* **Excerpted text**
# # # #
The Seed Volume 2: The Garden Solution



Cultivate Financial Freedom
By Saying No to Sod

It's no secret that holistic living can work wonders for a person's well being. Eating organic food, connecting with nature, and generally “greening up” daily life has never seemed so important. Realistically speaking, though, most of us face an inescapable economic bottom line, and make the mistake of thinking that holistic living has to cost more than less healthy lifestyle choices.

Looking at the price of organic food at the grocery store, it's easy to make this mistake. I know I can't afford to pay a dollar for a single tomato, or five for a box of herbal tea. There is a simple way around this, though: The Garden Solution.

Without even considering the the potential benefits to health or property value, turning your lawn into a garden is a solid and sensible investment. With just a little time and money up front, anyone can make their yard into a beautiful investment account, and realize far better long-term interest rates than those offered by any bank I know of. Breaking down a hypothetical situation will show you what I mean.

Taking my most recent trip to Whole Foods, I saw organic raspberries on sale for four dollars per six oz. Container, half an ounce of mint tea for five dollars, and that buck-a-tomato deal mentioned earlier. If I consume one tomato, two glasses of mint tea, and three oz. Of raspberries per day, that's about $3.83 I've spent at the store. Per year, then, this small portion of organic food goes for approximately $1400.00.
# # # #
* **Record set**
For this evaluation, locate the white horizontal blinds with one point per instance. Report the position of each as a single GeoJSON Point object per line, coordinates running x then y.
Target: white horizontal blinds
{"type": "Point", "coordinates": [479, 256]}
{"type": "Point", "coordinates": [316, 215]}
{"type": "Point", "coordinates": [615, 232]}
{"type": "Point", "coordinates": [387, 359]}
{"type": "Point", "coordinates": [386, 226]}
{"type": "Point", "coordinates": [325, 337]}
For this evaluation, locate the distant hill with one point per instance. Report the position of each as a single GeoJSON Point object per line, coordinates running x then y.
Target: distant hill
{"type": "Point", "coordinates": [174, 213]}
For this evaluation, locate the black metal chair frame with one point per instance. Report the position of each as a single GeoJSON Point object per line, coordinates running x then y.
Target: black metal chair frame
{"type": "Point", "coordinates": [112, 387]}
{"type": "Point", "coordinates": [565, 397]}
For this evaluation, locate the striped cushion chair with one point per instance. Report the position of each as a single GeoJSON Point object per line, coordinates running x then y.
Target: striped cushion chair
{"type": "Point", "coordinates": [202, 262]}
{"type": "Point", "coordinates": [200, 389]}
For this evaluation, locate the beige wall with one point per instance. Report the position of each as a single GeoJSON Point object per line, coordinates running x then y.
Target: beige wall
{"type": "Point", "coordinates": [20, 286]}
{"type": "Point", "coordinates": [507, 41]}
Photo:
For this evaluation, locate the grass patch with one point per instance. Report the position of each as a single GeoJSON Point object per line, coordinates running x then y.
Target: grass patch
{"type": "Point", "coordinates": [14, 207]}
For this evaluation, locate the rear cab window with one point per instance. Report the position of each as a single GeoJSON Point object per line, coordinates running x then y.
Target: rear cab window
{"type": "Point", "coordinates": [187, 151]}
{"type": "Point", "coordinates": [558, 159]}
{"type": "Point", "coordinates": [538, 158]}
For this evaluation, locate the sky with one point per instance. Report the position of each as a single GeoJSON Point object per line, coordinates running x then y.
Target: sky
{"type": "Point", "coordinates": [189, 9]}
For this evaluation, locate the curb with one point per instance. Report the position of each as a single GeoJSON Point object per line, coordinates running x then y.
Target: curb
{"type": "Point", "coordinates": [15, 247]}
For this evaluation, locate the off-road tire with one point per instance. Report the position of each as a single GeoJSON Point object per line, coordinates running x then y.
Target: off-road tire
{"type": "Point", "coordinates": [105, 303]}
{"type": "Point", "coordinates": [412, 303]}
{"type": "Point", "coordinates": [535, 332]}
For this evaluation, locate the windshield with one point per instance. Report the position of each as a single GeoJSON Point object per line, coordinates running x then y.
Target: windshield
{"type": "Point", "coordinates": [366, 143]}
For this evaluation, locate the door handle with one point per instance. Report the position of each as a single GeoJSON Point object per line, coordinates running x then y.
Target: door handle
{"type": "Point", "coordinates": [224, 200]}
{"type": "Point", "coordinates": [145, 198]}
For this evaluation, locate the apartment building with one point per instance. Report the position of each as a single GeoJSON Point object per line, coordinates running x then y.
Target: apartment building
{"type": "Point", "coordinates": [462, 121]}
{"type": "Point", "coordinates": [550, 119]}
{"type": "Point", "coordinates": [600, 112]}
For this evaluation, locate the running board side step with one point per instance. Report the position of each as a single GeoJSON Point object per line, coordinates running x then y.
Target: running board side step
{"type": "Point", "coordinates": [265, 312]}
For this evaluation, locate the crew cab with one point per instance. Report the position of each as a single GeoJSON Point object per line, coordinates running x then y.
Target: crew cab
# # # #
* **Tasks to carry out**
A: Decide whether each statement, (i), (ii) and (iii), agrees with the Garden Solution article. Answer yes or no for each, and quote the words of the article that decide it.
(i) Organic raspberries were on sale for four dollars per six-ounce container.
(ii) The writer says a box of herbal tea costs ten dollars.
(iii) The writer claims a yard garden can earn better long-term interest than any bank the writer knows of.
B: Carry on the Garden Solution article from the point where it stops.
The items that accompany this page play no part in what is asked here.

* **Answer set**
A:
(i) Yes: "organic raspberries on sale for four dollars per six oz. Container"
(ii) No: "five for a box of herbal tea"
(iii) Yes: "realize far better long-term interest rates than those offered by any bank I know of"

B:
That's fourteen hundred bucks for roughly sixty-eight pounds of berries, three hundred sixty-five tomatoes, and eleven pounds of mint. Eighteen healthy tomato plants, twenty large mint plants, and a few dozen berry bushes around the perimeter of my medium-sized urban yard can produce this amount of food in a single season.

I don't want my yard looking like a farm, though, and it's not good for the soil to limit the variety of flora to just a few edibles, so a diverse combination of edible and ornamental plants would seem to serve my hypothetical needs here best. If I were to transform my yard into such a garden, how much would it cost? To find out, I talked with Russ Henry, owner of Giving Tree Gardens. This is a local gardening company with a holistic and petrochemical-free approach, so it seemed a sensible choice for my inquiry.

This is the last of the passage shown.